> Data supplied:
#####

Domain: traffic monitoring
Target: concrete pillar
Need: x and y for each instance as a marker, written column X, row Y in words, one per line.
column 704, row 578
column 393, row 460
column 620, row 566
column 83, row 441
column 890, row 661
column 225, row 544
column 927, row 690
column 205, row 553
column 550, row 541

#####

> Exercise task:
Please render the lines above as a Markdown table with the columns "Row" and "Line", numbering each row and skipping any blank lines.

> Answer to the exercise:
| Row | Line |
|---|---|
| 1 | Domain: traffic monitoring |
| 2 | Target: concrete pillar |
| 3 | Need: x and y for each instance as a marker, written column X, row Y in words, one per line. |
| 4 | column 704, row 578 |
| 5 | column 393, row 460 |
| 6 | column 620, row 566 |
| 7 | column 83, row 441 |
| 8 | column 890, row 661 |
| 9 | column 225, row 544 |
| 10 | column 927, row 690 |
| 11 | column 205, row 553 |
| 12 | column 550, row 541 |